» **TEXTE FOURNI**:
-.-.-

Publié par Emmanuelle Serrano le | Mis à jour le

La semaine dernière Kingfisher, maison mère de l'enseigne de bricolage de décoration et d'aménagement de la maison Castorama, a annoncé qu'elle allait devoir restructurer sa filiale, notamment en modernisant et en optimisant son réseau de magasins. Le développement de l'e-commerce (6 % des ventes de Castorama France avec un focus important sur le drive) fait également partie des axes stratégiques retenus par Kingfisher pour relancer Castorama, qui a annoncé le 21 mars la création d'une marketplace avec un objectif de 500 000 références. Romain Roulleau, directeur marketing, digital et clients de Castorama France, nous explique les chantiers déjà accomplis et ceux qui restent à exécuter.

-.-.-

» **DONNÉES EXTRAITES**:
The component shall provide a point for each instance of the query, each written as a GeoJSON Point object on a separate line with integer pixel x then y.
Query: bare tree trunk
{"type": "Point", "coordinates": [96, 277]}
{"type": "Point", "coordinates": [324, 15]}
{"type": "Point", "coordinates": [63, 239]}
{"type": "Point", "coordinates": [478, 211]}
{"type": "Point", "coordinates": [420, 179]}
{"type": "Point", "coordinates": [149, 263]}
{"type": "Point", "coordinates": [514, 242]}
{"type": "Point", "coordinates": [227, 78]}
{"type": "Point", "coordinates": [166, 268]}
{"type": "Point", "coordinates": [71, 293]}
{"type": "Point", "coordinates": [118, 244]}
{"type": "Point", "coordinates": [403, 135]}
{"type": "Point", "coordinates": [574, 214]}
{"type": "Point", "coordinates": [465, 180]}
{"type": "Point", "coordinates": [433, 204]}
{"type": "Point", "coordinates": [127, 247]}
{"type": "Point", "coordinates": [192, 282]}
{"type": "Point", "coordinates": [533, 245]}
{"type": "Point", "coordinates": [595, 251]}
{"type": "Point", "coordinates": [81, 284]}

-.-.-

» **TÂCHE COURTE 1**:
D'après le texte sur Castorama, combien de références la marketplace annoncée vise-t-elle ?
» **TÂCHE COURTE 2**:
Dans le texte sur Castorama, transformez le paragraphe qui commence par « La semaine dernière Kingfisher » en une courte liste à puces qui garde les faits principaux.
Servez-vous seulement du texte fourni.

» **RÉPONSE FINALE 1**:
500 000 références.

» **RÉPONSE FINALE 2**:
- Kingfisher, maison mère de Castorama, va restructurer sa filiale en modernisant et en optimisant son réseau de magasins.
- Le développement de l'e-commerce, qui fait 6 % des ventes de Castorama France et mise beaucoup sur le drive, est l'un des axes retenus pour relancer l'enseigne.
- Le 21 mars, Castorama a annoncé la création d'une marketplace avec un objectif de 500 000 références.
- Romain Roulleau, directeur marketing, digital et clients de Castorama France, présente les chantiers déjà accomplis et ceux qui restent à mener.